[EXTRACTED TEXT]
Cause and effect is something that affects every area of our lives, even if we aren’t aware of it. This is particularly true in innovation. On today’s episode of the Circuit Breaker Show, Bob and Greg dive into a subject covered in Bob’s book, “Learning to Build,” namely causal structures, and why they represent one of the five bedrock skills every innovator must possess. They discuss correlation versus causation, as well as the differences between iterating, innovating, and inventing.
They also discuss what’s coming next for Bob’s book, including a course based off the training in the book coming in 2023.
Join Bob and Greg for this thought-provoking and timely discussion.
Enjoy!
What You’ll Learn in this Show:
- Why causal structures are one of the bedrock skills that an innovator should have.
- The importance of thinking about cause and effect in relation to a product?
- Understanding the interdependence between inputs and outputs.
- The primary difference between innovating and iterating.

[DATA LISTING]
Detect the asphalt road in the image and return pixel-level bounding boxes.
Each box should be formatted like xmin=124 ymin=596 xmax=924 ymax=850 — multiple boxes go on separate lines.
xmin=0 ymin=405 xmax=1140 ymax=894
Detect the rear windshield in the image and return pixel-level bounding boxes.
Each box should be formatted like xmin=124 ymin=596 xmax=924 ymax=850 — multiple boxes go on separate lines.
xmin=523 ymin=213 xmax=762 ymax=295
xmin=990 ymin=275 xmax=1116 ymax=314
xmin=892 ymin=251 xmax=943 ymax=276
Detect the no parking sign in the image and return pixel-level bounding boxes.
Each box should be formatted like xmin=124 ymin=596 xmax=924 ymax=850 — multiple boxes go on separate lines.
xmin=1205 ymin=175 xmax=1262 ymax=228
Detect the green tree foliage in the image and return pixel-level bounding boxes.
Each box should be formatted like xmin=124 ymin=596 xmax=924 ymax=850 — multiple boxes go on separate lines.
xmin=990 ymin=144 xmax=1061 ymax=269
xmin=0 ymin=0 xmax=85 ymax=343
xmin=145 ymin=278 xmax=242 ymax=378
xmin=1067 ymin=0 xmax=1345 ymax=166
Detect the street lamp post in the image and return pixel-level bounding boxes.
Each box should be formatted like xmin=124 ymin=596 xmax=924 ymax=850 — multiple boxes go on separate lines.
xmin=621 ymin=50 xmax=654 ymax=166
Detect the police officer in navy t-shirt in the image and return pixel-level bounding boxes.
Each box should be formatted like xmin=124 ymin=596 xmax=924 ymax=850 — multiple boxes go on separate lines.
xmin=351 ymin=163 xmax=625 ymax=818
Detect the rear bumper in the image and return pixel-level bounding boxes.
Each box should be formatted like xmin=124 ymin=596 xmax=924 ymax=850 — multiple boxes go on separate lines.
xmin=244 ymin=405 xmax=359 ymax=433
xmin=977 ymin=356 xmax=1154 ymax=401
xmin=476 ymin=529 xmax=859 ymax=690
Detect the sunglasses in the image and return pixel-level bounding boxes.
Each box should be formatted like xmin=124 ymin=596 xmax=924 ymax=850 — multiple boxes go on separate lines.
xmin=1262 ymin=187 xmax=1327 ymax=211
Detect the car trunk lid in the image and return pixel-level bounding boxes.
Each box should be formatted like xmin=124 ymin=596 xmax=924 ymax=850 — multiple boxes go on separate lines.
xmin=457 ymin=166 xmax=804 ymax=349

[GIVEN EXERCISE 1] According to the Circuit Breaker Show episode description, what are causal structures one of?
[GIVEN EXERCISE 2] Write the next part of the Circuit Breaker Show episode description, picking up after its final line.

[FINAL RESULT 1] They are one of the five bedrock skills every innovator must possess.

[FINAL RESULT 2]
- And so much more…
Resources:
Hosts
Causal Structures – Transcript
Greg Engle
Hey Bob, today I want to do a deep dive into one of the chapters of the book learn learning to build. I’m going to give you some ground rules. Try not to go into tangents, I know you get excited. I know you want to dispute everything out at one time, but we’re going to try to take this systematically, because we’re going to do causal structures. So, the first thing I want you to talk about is why was this put in one of the five skills? Why are causal structures, one of the bad right five skills that an innovator should have?
Bob Moesta
Yep. So when reflecting on the people I’ve worked with over the years, and being able to kind of understand how they innovate, all of them had some form of a causal structure, meaning something where cause and effect was in play, they had some mental model of how something worked. And they continually honed and refined it. The aspect here is that they’re not looking at things as static or an attribute, but more through space and time.
Greg Engle
Okay. The reason why I said I want to do this systematically is because there’s three, (there’s more than three) but there’s three big sub skills I want to talk about. The first one is, correlation versus causation. What is correlation?
Bob Moesta
Correlation, to me, is the aspect of two variables, they are related in some way, and they can be positively correlated, meaning when one goes up, the other goes up, or negatively correlated, when one goes up, the other one goes down. But it assumes causation most of the time.
Greg Engle
Do you have an example of what would be correlated?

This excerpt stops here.